◆ **How to complete this task**:
Lines containing the word "target" are the ones to copy from the records below.

══════

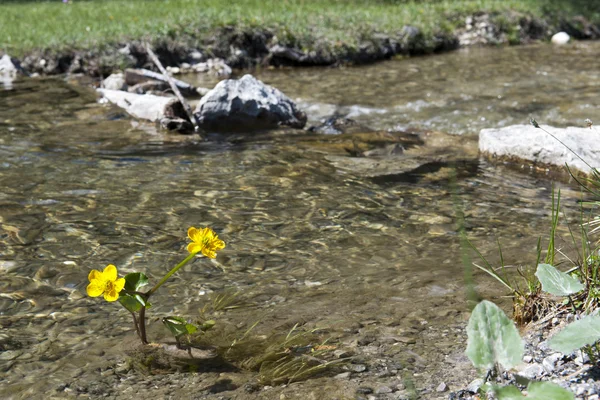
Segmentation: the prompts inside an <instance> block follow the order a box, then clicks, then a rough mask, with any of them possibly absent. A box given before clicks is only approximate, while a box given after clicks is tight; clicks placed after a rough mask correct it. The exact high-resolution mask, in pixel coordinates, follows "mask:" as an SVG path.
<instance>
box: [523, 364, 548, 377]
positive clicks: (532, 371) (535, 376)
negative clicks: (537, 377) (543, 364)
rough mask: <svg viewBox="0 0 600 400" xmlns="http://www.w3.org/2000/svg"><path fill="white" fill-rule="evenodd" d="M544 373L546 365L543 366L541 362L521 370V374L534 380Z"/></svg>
mask: <svg viewBox="0 0 600 400" xmlns="http://www.w3.org/2000/svg"><path fill="white" fill-rule="evenodd" d="M543 373H544V367H542V366H541V365H540V364H537V363H535V364H531V365H530V366H528V367H527V368H525V369H524V370H523V371H521V372H519V375H521V376H522V377H523V378H527V379H529V380H533V379H536V378H537V377H540V376H542V374H543Z"/></svg>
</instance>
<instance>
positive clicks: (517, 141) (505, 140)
mask: <svg viewBox="0 0 600 400" xmlns="http://www.w3.org/2000/svg"><path fill="white" fill-rule="evenodd" d="M542 127H543V128H544V129H545V130H547V131H548V132H550V133H551V134H552V135H554V136H555V137H556V138H553V137H552V136H550V135H549V134H548V133H546V132H544V131H543V130H542V129H539V128H535V127H533V126H530V125H512V126H508V127H505V128H500V129H483V130H481V132H480V133H479V151H480V152H481V153H483V154H486V155H490V156H492V157H504V158H509V159H521V160H525V161H529V162H533V163H541V164H547V165H556V166H558V167H563V166H564V165H565V164H567V165H569V167H570V168H571V169H576V170H579V171H582V172H585V173H590V172H591V168H590V166H591V167H593V168H599V167H600V132H598V131H597V130H595V129H589V128H576V127H568V128H553V127H550V126H542ZM557 139H558V140H560V141H561V142H562V143H564V144H562V143H560V142H559V141H558V140H557ZM565 146H567V147H568V148H567V147H565ZM569 149H570V150H569ZM574 153H576V154H574ZM580 157H581V158H580ZM582 159H583V160H585V162H584V161H583V160H582Z"/></svg>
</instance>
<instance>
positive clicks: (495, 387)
mask: <svg viewBox="0 0 600 400" xmlns="http://www.w3.org/2000/svg"><path fill="white" fill-rule="evenodd" d="M494 393H495V394H496V396H497V397H498V400H523V399H527V400H550V399H551V400H575V395H574V394H573V393H572V392H570V391H568V390H567V389H564V388H562V387H561V386H559V385H557V384H555V383H550V382H531V383H530V384H529V386H527V396H523V394H522V393H521V392H520V391H519V389H517V388H516V387H515V386H504V387H498V386H495V387H494Z"/></svg>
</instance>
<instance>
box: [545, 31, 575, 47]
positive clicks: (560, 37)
mask: <svg viewBox="0 0 600 400" xmlns="http://www.w3.org/2000/svg"><path fill="white" fill-rule="evenodd" d="M569 40H571V37H570V36H569V34H568V33H567V32H558V33H555V34H554V35H553V36H552V39H550V41H551V42H552V44H556V45H563V44H567V43H569Z"/></svg>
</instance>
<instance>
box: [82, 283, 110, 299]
mask: <svg viewBox="0 0 600 400" xmlns="http://www.w3.org/2000/svg"><path fill="white" fill-rule="evenodd" d="M105 288H106V282H104V281H102V280H99V279H94V280H92V281H91V282H90V284H89V285H88V287H87V289H86V291H87V294H88V296H90V297H98V296H100V295H102V293H104V289H105Z"/></svg>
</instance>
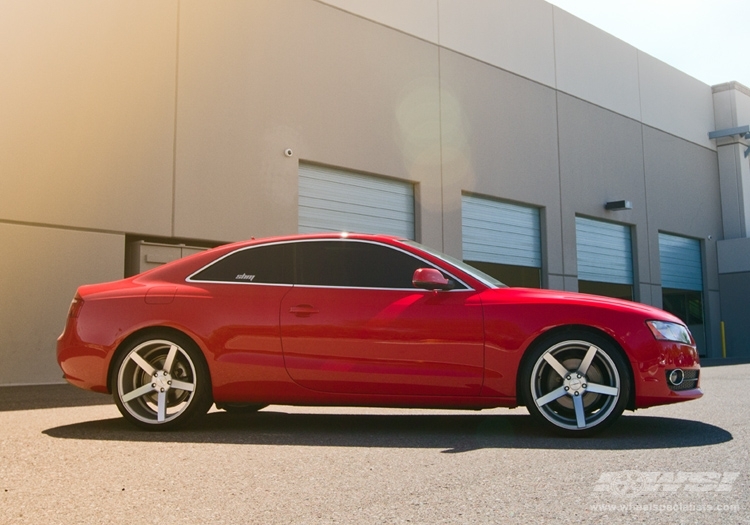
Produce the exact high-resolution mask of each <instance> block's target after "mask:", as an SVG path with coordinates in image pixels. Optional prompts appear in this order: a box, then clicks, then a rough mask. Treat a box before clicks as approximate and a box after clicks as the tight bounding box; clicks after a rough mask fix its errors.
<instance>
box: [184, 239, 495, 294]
mask: <svg viewBox="0 0 750 525" xmlns="http://www.w3.org/2000/svg"><path fill="white" fill-rule="evenodd" d="M330 241H333V242H359V243H366V244H374V245H376V246H383V247H385V248H390V249H392V250H396V251H399V252H401V253H405V254H406V255H409V256H410V257H413V258H415V259H417V260H419V261H422V262H423V263H425V264H426V265H427V266H428V267H430V268H434V269H436V270H438V271H441V272H445V273H446V274H447V275H448V276H449V277H450V278H451V279H453V280H454V281H456V282H457V283H461V285H462V286H464V287H465V288H459V289H452V290H442V291H444V292H468V291H476V290H474V288H473V287H471V286H469V285H468V284H466V282H465V281H463V280H462V279H459V278H458V277H456V276H455V275H454V274H453V273H452V272H449V271H447V270H444V269H443V268H440V267H437V266H435V264H434V263H431V262H430V261H428V260H426V259H424V258H423V257H420V256H418V255H416V254H414V253H412V252H410V251H408V250H404V249H403V248H400V247H398V246H393V245H390V244H386V243H382V242H378V241H371V240H368V239H351V238H347V237H341V238H336V237H333V238H327V239H299V240H291V241H277V242H271V243H265V244H257V245H253V246H244V247H242V248H238V249H236V250H234V251H231V252H229V253H226V254H224V255H222V256H221V257H219V258H218V259H216V260H215V261H211V262H210V263H208V264H207V265H205V266H203V267H201V268H200V269H198V270H196V271H195V272H193V273H191V274H190V275H188V276H187V277H186V278H185V282H188V283H209V284H239V285H244V286H293V287H298V288H332V289H345V290H391V291H424V292H431V290H424V289H422V288H416V287H412V288H379V287H368V286H334V285H322V284H295V283H254V282H247V281H202V280H199V279H193V277H194V276H196V275H197V274H199V273H200V272H202V271H203V270H205V269H207V268H209V267H211V266H213V265H214V264H217V263H218V262H219V261H222V260H224V259H226V258H227V257H229V256H231V255H234V254H236V253H240V252H244V251H245V250H252V249H255V248H262V247H265V246H276V245H281V244H299V243H303V242H305V243H306V242H330ZM430 255H433V256H434V257H436V258H437V259H439V260H440V261H441V262H443V263H444V264H445V265H447V266H449V267H451V268H452V267H453V265H452V264H451V263H449V262H448V261H446V260H444V259H442V258H441V257H437V256H436V255H434V254H432V253H431V254H430ZM477 280H478V281H480V282H482V284H485V283H484V282H483V281H482V280H481V279H477ZM488 288H491V286H488Z"/></svg>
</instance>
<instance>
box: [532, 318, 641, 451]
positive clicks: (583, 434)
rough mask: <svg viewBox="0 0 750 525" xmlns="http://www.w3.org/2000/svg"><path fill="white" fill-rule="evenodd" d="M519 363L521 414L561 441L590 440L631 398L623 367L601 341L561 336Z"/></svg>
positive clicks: (614, 419)
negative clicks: (521, 361) (529, 417)
mask: <svg viewBox="0 0 750 525" xmlns="http://www.w3.org/2000/svg"><path fill="white" fill-rule="evenodd" d="M530 352H531V353H530V354H529V355H528V356H527V357H526V359H525V360H524V364H523V367H522V369H521V375H520V385H519V386H520V388H521V393H522V395H523V399H524V402H525V404H526V408H527V409H528V410H529V413H530V414H531V416H532V417H533V418H534V419H535V420H536V421H538V422H540V423H541V424H542V425H543V426H545V427H547V428H548V429H551V430H553V431H554V432H556V433H558V434H561V435H565V436H581V437H583V436H590V435H592V434H595V433H597V432H600V431H602V430H604V429H605V428H607V427H608V426H609V425H611V424H612V423H614V421H615V420H616V419H617V418H618V417H620V415H621V414H622V412H623V410H624V409H625V406H626V405H627V403H628V399H629V396H630V392H631V385H630V373H629V368H628V364H627V362H626V361H625V358H624V357H623V356H622V353H621V352H620V351H619V350H618V349H617V348H616V347H615V346H614V345H613V344H612V343H611V342H609V341H608V340H607V339H605V338H604V337H600V336H597V335H596V334H590V333H586V332H565V333H561V334H558V335H557V336H554V337H552V338H549V339H546V340H544V341H543V342H542V343H541V344H538V345H536V346H535V347H534V348H533V349H532V350H531V351H530Z"/></svg>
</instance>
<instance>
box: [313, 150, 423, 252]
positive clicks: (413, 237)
mask: <svg viewBox="0 0 750 525" xmlns="http://www.w3.org/2000/svg"><path fill="white" fill-rule="evenodd" d="M298 227H299V232H300V233H314V232H326V231H329V232H337V231H350V232H358V233H386V234H390V235H398V236H401V237H405V238H408V239H414V186H413V185H412V184H411V183H408V182H402V181H395V180H391V179H385V178H380V177H372V176H369V175H362V174H359V173H351V172H347V171H343V170H337V169H333V168H324V167H321V166H313V165H309V164H300V167H299V223H298Z"/></svg>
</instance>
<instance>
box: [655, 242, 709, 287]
mask: <svg viewBox="0 0 750 525" xmlns="http://www.w3.org/2000/svg"><path fill="white" fill-rule="evenodd" d="M659 265H660V267H661V286H662V288H675V289H678V290H692V291H696V292H702V291H703V265H702V264H701V243H700V241H699V240H697V239H689V238H687V237H680V236H677V235H669V234H667V233H659Z"/></svg>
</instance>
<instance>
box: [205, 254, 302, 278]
mask: <svg viewBox="0 0 750 525" xmlns="http://www.w3.org/2000/svg"><path fill="white" fill-rule="evenodd" d="M293 253H294V252H293V248H292V245H290V244H273V245H271V246H259V247H257V248H248V249H245V250H241V251H239V252H235V253H233V254H231V255H229V256H227V257H225V258H223V259H221V260H219V261H217V262H215V263H214V264H212V265H211V266H209V267H208V268H206V269H204V270H202V271H201V272H200V273H198V274H196V275H195V276H193V280H194V281H223V282H233V283H237V282H244V283H264V284H291V283H292V274H293V271H292V269H293V265H292V254H293Z"/></svg>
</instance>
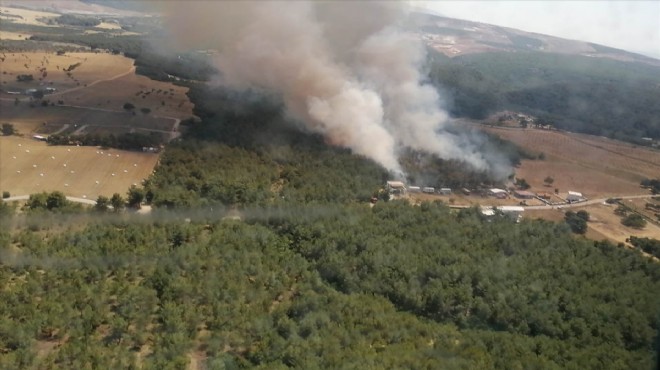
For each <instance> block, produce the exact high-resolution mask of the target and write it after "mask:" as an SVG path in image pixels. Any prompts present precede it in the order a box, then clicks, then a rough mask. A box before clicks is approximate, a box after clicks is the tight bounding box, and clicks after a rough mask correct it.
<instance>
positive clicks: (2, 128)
mask: <svg viewBox="0 0 660 370" xmlns="http://www.w3.org/2000/svg"><path fill="white" fill-rule="evenodd" d="M15 133H16V129H15V128H14V125H12V124H11V123H3V124H2V135H3V136H11V135H13V134H15Z"/></svg>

══════

◆ **Exercise solution**:
Produce the exact high-resolution mask of each <instance> block's target after "mask:", as an SVG path with coordinates in image pixels. Optional prompts appear in this order: a box, then clicks, then a rough mask. Treat a box before clicks as approximate and a box after clicks as the tight bounding box; clicks after a rough mask fix its errors.
For each <instance> block, produce the exact high-resolution mask of the target and write it after "mask:" as an SVG path in image pixels. Any prompts present precede it in the order a box, then clicks, then a rough mask. A box before clicks is approximate, a box after clicks is the tight bounding box, and clicks after a rough mask correct it.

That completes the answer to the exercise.